> Task details: Copy every line of the material, starting at the line containing "query: hanging tree foliage" and ending at the line containing "[19,321,104,397]". Offset each bounding-box coordinate by -90 and leave all other lines unchanged.
═════ Information shown
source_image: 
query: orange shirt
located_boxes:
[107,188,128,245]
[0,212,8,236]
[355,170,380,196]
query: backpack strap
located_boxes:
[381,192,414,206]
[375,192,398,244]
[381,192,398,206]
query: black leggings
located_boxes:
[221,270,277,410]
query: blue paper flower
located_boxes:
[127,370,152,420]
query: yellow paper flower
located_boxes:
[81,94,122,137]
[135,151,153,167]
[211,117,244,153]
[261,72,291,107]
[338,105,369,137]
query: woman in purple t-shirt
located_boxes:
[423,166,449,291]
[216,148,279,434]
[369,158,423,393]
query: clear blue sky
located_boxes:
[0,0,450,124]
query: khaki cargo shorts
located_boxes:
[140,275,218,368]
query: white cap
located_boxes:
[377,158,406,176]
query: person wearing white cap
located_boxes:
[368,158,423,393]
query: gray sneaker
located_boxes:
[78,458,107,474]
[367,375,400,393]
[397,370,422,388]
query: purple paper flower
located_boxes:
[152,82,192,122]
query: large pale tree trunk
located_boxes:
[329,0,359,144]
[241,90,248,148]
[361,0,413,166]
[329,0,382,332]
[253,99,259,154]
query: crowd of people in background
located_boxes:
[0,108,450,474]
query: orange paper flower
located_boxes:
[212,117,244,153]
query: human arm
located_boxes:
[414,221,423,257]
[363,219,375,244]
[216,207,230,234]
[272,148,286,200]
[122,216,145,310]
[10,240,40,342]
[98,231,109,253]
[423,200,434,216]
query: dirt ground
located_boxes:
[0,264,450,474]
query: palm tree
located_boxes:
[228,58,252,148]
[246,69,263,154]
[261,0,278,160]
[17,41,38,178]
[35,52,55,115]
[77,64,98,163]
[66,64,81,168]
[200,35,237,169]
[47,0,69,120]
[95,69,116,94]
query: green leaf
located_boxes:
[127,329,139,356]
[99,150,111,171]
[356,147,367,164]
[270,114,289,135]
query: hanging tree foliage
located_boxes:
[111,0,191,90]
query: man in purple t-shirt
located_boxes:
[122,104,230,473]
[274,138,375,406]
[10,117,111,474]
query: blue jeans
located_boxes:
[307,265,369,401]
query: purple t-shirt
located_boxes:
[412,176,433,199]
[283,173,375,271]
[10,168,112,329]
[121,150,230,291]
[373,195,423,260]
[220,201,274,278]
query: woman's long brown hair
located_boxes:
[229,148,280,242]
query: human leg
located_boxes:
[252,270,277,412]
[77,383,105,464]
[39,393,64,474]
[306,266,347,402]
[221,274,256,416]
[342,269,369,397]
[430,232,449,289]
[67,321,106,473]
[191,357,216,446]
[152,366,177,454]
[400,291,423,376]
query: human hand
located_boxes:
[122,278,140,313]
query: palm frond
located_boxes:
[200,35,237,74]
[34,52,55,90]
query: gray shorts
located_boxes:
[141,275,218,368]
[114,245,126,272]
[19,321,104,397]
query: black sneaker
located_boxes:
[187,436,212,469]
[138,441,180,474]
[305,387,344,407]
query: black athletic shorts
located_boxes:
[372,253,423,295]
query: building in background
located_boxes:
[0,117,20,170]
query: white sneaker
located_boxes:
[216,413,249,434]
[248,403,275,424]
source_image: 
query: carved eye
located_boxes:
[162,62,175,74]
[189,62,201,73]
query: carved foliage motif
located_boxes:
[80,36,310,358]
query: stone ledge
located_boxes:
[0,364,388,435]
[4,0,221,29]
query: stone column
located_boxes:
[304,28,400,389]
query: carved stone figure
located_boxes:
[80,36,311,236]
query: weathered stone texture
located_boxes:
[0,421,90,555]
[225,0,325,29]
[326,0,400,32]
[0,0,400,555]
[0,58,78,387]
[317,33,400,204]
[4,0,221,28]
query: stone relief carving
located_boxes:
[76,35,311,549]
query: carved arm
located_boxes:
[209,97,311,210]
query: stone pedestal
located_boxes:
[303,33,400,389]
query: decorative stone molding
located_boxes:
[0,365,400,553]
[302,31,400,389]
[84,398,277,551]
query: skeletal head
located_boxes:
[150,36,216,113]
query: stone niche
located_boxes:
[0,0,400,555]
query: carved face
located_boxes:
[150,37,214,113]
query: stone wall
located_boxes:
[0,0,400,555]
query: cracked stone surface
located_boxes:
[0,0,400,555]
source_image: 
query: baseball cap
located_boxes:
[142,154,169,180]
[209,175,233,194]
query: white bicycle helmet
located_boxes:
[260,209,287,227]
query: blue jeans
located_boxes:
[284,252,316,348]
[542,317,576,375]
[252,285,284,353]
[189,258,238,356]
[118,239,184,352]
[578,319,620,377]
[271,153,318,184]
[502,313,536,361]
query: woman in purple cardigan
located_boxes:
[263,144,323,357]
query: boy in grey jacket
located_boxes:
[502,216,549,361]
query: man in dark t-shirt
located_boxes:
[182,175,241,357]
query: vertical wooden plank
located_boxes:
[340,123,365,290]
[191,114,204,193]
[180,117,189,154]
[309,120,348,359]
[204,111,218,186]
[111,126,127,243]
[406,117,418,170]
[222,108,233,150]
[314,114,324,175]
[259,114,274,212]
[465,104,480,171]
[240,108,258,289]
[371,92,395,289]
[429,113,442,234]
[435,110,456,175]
══════════
> Result for this task:
query: hanging tree foliage
located_boxes:
[21,-90,101,0]
query: man in purple t-shirt
located_boxes:
[32,14,140,383]
[184,48,285,316]
[-80,27,21,384]
query: blue jeans
located_boxes:
[217,175,279,311]
query: purple t-shirt
located_boxes:
[322,86,343,109]
[193,83,285,181]
[-80,78,22,239]
[31,60,140,201]
[283,105,333,170]
[130,111,184,188]
query: woman's long brown hair
located_boxes:
[139,58,190,152]
query: human leg
located_boxes:
[162,180,187,322]
[-13,293,15,374]
[-51,303,-26,384]
[216,176,257,312]
[131,184,166,326]
[252,179,279,307]
[340,142,359,199]
[-23,231,16,383]
[101,267,126,356]
[62,276,87,364]
[310,201,333,286]
query: human hand
located_boxes:
[32,188,50,223]
query: palm frond
located_boxes:
[110,-55,147,-16]
[-56,-38,-35,0]
query: gray shorts
located_boxes:
[51,185,128,278]
[24,155,36,182]
[-71,231,14,307]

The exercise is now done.